— Texte extrait —
•••••

Le Vendredi Saint, porte d’entrée de ce temps de Pâques que nous venons de parcourir, au moment où le Christ pendait à la Croix et nous révélait le vrai visage d’un Dieu qui donne Sa propre vie pour rendre la vie aux hommes qu’Il aime, nous avons lu un passage de l’Écriture particulièrement éclairant pour la fête d’aujourd’hui: “Le Seigneur conversait avec Moïse face à face, comme un homme converse avec son ami” (Ex 33, 11). La promesse de Dieu à Moïse, selon laquelle Il accompagnerait Lui-même le peuple vers la Terre Promise, s’en suivait comme la faveur qu’on accorde à un ami.

•••••

— Consignes —
1. Relevez toutes les formes verbales conjuguées à l'imparfait de l'indicatif dans le texte extrait.
2. Reprenez le fil du texte extrait sur l'amitié entre Dieu et Moïse et prolongez-le de quelques phrases.
Les entrées qui suivent n'ont aucun rôle à jouer ici.

•••••

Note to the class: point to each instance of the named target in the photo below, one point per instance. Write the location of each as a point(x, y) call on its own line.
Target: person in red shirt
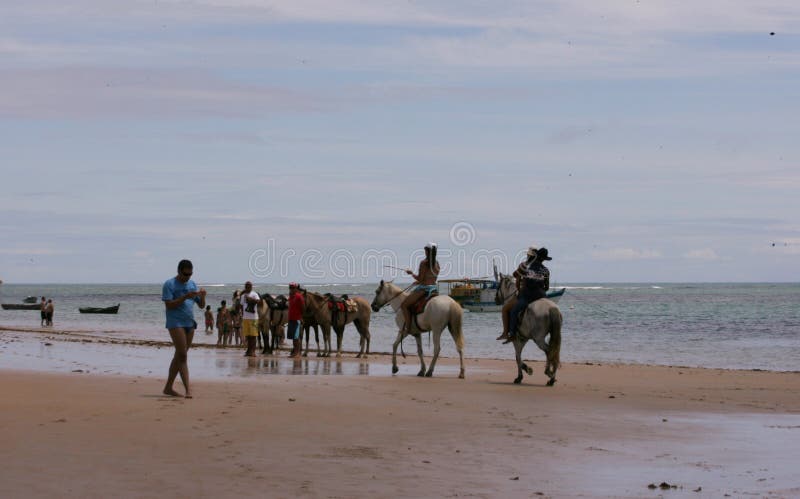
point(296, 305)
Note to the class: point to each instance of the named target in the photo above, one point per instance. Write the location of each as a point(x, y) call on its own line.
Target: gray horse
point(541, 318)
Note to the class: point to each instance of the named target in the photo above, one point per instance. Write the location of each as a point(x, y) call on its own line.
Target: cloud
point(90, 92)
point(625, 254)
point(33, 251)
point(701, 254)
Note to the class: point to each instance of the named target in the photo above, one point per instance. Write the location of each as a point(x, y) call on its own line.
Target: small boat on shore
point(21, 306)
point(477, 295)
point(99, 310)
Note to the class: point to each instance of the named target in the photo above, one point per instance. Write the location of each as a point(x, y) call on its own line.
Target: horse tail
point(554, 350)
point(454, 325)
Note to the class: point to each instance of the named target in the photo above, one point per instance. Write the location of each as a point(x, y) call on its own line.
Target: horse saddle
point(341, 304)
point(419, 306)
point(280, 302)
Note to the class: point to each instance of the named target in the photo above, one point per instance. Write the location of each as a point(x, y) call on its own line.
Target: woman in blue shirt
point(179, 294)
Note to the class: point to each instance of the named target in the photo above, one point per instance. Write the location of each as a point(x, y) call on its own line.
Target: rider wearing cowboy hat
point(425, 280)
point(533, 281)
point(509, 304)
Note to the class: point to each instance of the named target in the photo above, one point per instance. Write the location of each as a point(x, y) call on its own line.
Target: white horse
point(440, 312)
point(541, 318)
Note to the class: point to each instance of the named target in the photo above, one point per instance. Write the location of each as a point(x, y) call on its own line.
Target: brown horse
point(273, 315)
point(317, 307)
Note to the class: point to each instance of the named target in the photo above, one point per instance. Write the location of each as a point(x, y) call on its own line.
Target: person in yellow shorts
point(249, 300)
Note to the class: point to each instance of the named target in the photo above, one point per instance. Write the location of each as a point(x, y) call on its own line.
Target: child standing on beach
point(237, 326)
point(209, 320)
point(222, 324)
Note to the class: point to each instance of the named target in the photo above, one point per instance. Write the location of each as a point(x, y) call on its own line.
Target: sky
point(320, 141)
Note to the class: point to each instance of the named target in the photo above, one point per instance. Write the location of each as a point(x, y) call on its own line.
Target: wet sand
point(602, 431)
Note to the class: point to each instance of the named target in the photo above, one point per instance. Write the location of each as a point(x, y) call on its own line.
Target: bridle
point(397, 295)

•••••

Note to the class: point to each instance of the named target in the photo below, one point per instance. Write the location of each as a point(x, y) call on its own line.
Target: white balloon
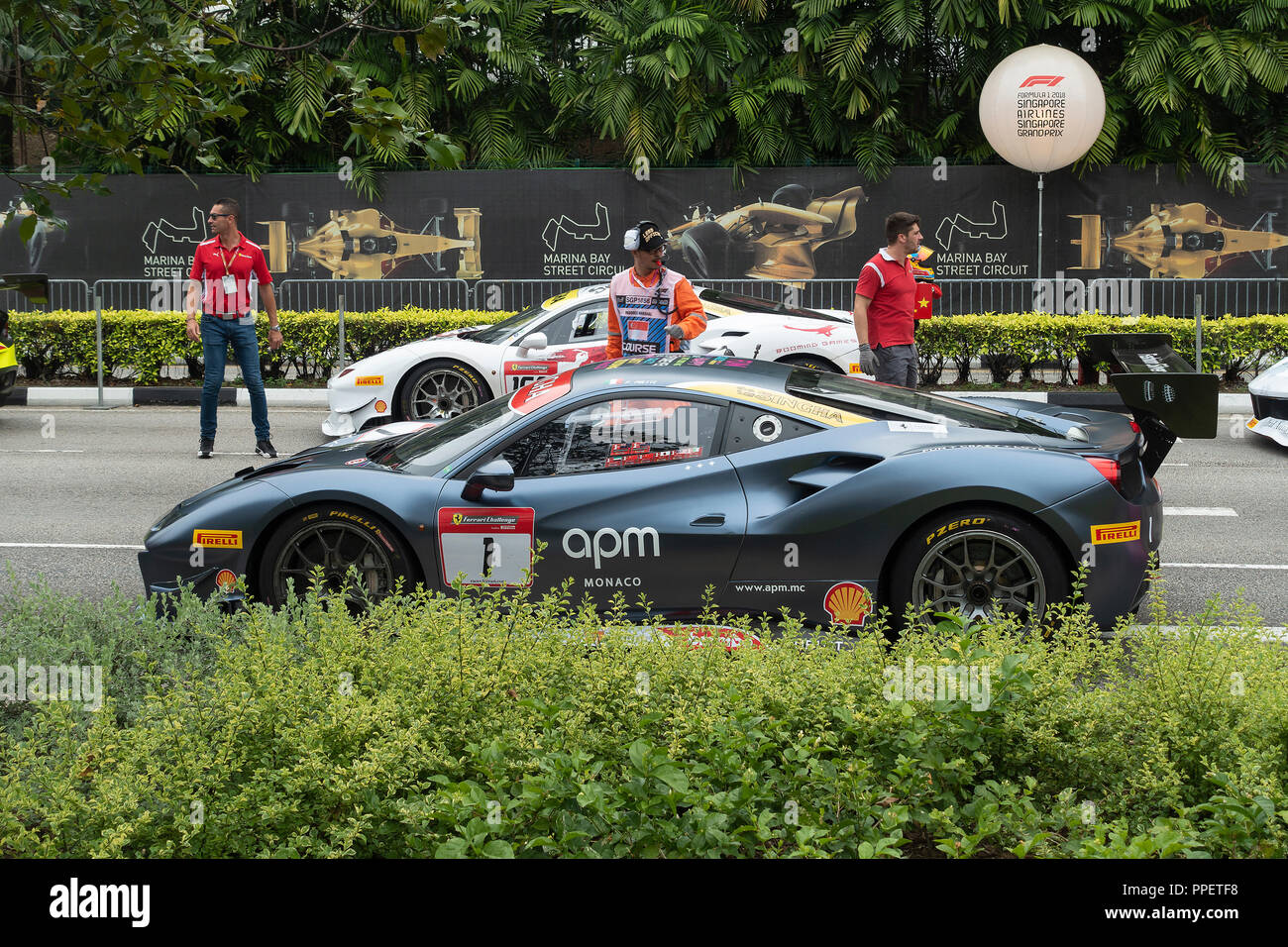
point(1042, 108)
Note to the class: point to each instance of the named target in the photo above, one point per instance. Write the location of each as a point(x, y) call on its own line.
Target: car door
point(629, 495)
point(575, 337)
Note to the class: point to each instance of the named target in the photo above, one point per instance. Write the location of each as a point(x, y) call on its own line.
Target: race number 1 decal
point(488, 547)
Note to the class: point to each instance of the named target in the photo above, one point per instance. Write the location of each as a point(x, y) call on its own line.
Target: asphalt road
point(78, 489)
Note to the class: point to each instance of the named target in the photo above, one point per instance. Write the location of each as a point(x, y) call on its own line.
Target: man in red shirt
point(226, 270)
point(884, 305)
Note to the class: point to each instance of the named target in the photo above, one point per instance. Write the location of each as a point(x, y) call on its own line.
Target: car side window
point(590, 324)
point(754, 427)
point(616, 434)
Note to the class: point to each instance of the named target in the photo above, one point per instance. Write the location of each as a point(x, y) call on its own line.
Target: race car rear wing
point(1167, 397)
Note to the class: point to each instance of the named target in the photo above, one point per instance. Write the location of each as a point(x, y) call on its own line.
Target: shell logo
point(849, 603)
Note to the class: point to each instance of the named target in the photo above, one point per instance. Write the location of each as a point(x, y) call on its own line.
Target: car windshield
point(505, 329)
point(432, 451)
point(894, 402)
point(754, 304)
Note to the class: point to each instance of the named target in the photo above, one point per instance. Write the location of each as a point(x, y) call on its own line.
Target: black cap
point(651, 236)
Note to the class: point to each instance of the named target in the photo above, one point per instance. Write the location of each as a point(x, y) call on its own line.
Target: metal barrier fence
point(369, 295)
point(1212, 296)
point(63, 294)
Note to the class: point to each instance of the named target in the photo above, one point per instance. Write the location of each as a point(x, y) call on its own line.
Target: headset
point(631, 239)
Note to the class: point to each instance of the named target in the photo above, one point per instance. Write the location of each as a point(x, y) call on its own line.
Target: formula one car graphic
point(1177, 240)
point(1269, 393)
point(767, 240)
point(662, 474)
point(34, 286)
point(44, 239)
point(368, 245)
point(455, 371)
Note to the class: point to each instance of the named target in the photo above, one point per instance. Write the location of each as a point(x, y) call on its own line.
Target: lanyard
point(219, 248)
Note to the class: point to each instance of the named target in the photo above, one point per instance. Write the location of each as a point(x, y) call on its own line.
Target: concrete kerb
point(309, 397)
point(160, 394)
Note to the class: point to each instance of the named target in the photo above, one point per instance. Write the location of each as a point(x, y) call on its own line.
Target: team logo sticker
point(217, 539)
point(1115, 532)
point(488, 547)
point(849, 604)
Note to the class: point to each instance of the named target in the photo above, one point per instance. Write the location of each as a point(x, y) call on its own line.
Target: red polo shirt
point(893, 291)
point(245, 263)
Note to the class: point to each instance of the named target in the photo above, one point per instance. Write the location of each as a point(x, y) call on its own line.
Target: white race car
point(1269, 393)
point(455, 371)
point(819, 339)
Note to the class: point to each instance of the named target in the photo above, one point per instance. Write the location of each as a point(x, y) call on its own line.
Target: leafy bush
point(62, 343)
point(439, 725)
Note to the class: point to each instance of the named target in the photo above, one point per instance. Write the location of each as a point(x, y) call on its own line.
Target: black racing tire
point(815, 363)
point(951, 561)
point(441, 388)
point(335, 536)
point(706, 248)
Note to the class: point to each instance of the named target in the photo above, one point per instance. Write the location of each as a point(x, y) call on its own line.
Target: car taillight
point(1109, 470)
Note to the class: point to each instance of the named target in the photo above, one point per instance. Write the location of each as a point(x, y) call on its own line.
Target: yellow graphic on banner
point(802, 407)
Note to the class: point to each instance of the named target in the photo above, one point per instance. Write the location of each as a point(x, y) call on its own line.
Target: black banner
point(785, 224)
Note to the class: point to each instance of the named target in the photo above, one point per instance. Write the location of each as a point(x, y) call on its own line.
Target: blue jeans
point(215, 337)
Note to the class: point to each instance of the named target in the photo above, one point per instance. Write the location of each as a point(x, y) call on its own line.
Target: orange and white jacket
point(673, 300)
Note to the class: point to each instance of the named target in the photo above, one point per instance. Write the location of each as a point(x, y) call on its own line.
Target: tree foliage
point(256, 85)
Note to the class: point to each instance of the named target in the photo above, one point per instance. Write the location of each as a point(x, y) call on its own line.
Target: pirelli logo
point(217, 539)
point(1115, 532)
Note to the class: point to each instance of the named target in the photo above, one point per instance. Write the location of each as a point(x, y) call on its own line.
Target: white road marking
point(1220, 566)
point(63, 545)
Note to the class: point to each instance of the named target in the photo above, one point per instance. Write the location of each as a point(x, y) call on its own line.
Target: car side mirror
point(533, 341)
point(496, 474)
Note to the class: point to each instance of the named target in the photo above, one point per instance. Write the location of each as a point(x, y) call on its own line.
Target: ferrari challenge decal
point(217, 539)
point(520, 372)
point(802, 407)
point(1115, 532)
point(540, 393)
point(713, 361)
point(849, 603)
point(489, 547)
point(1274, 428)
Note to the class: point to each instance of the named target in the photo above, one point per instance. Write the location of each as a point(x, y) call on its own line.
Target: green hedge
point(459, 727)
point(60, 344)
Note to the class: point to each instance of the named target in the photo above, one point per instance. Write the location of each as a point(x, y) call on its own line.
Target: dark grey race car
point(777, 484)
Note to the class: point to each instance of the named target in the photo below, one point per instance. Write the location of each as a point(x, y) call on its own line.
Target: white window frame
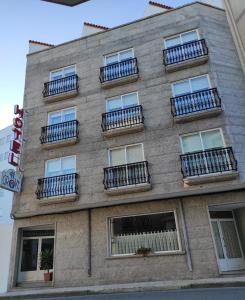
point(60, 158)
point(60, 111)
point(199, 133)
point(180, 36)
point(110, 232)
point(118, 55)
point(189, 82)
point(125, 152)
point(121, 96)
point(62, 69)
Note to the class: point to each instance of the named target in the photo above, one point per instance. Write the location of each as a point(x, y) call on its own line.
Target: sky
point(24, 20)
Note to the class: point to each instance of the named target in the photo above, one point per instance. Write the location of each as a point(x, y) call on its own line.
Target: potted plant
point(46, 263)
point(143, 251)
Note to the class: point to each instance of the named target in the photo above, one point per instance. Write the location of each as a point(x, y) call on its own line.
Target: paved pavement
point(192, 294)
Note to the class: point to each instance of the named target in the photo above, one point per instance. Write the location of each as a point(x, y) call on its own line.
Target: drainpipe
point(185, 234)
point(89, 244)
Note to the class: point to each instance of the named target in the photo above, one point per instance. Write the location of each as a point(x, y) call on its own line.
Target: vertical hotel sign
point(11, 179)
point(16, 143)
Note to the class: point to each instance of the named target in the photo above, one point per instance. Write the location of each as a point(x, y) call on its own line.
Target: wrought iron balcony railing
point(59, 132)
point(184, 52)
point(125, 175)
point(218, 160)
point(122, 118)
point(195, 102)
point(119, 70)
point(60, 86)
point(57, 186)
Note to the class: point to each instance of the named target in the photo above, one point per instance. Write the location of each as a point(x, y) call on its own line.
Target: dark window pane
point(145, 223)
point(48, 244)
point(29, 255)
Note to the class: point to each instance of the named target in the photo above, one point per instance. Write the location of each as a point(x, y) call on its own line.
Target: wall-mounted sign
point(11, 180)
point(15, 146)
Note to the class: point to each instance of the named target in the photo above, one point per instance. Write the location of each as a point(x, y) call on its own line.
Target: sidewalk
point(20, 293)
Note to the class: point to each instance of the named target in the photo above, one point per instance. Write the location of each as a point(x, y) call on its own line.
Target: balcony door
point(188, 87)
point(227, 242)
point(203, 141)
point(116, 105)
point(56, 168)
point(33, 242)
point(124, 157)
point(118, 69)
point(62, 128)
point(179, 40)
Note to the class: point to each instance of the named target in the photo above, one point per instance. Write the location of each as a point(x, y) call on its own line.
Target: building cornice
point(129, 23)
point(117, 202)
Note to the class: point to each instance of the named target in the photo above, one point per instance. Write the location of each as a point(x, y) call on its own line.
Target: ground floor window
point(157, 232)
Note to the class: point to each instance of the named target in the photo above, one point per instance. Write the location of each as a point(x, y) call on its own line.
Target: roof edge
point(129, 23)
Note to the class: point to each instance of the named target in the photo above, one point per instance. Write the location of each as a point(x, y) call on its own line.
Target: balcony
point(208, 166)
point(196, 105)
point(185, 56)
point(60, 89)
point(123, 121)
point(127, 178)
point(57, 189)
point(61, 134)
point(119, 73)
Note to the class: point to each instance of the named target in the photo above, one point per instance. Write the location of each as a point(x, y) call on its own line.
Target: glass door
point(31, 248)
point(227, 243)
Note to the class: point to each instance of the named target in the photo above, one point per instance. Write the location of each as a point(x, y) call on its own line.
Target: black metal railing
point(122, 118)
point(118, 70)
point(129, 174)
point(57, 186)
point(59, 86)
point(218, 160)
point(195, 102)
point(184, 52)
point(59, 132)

•••••

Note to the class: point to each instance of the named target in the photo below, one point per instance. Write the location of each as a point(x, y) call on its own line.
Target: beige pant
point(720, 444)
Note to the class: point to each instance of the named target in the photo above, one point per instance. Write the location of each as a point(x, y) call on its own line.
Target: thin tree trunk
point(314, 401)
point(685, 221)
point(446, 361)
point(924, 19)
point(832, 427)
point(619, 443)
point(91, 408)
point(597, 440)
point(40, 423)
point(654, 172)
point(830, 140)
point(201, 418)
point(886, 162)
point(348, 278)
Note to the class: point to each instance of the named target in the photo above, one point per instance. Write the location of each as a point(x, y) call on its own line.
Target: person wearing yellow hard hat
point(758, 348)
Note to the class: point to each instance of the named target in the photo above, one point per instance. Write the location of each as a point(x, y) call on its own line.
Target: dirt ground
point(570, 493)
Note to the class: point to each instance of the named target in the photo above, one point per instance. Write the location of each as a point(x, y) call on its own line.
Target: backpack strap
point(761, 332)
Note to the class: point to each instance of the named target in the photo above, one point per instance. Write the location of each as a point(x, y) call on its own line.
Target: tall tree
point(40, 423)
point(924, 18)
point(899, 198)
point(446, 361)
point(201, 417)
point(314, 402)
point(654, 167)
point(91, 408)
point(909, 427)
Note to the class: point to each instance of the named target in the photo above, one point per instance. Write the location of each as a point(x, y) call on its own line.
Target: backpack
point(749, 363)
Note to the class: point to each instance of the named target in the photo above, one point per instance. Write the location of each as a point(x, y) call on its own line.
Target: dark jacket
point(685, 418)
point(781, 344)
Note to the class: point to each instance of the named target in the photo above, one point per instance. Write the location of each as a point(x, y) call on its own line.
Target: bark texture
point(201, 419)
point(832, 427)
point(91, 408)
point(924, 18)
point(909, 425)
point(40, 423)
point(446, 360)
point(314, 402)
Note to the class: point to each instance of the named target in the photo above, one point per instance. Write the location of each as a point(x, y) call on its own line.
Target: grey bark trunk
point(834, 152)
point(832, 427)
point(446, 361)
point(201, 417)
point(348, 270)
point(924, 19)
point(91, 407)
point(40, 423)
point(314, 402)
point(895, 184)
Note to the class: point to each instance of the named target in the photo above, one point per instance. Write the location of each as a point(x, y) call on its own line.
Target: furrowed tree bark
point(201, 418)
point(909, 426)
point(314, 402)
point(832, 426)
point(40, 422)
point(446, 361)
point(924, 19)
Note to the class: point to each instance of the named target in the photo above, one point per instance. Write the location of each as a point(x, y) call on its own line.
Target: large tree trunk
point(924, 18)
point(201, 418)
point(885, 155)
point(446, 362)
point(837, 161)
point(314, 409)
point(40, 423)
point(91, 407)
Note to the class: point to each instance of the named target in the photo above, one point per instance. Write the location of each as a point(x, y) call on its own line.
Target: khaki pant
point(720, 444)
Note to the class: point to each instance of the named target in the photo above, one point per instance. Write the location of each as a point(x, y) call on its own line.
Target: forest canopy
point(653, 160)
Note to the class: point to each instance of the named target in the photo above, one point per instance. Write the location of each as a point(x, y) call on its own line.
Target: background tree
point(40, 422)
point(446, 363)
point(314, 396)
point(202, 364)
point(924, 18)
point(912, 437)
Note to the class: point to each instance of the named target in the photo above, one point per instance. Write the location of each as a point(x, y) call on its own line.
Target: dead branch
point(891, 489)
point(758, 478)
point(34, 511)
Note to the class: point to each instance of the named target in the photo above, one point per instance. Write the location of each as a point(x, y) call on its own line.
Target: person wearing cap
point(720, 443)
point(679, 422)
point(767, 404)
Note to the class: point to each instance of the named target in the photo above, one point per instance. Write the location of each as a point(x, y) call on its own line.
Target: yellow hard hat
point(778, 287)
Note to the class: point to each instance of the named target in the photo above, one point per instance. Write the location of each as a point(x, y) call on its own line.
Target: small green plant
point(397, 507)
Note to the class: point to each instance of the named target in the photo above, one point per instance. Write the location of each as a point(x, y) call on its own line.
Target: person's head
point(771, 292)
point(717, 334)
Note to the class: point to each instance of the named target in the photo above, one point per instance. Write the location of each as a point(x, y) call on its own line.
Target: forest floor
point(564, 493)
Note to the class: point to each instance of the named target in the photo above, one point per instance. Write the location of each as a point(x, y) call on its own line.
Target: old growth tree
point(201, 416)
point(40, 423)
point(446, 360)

•••••

— Corrigé —
1. pendait, révélait, conversait, s'en suivait

2.
Chaque dimanche, de Pâques jusqu’aujourd’hui, dans l’évangile, nous avons rencontré le Christ qui conversait avec des hommes et des femmes. Souvenons-nous de sa conversation avec l’aveugle-né, qui reconnut le Fils de l’homme dans celui qu’il avait vu et qui parlait avec lui; rappelons-nous aussi la conversation de Jésus avec la femme samaritaine en ce lieu de rencontres de haute antiquité qu’était le puits de Jacob; souvenons-nous encore de la conversation de Jésus ressuscité avec Marie Madeleine, avec les disciples d’Emmaüs, avec Thomas et avec les autres Apôtres. Et dimanche passé, ces conversations ont abouti en la grande prière sacerdotale de Jésus, conversation intime du Fils de l’homme avec Dieu son Père.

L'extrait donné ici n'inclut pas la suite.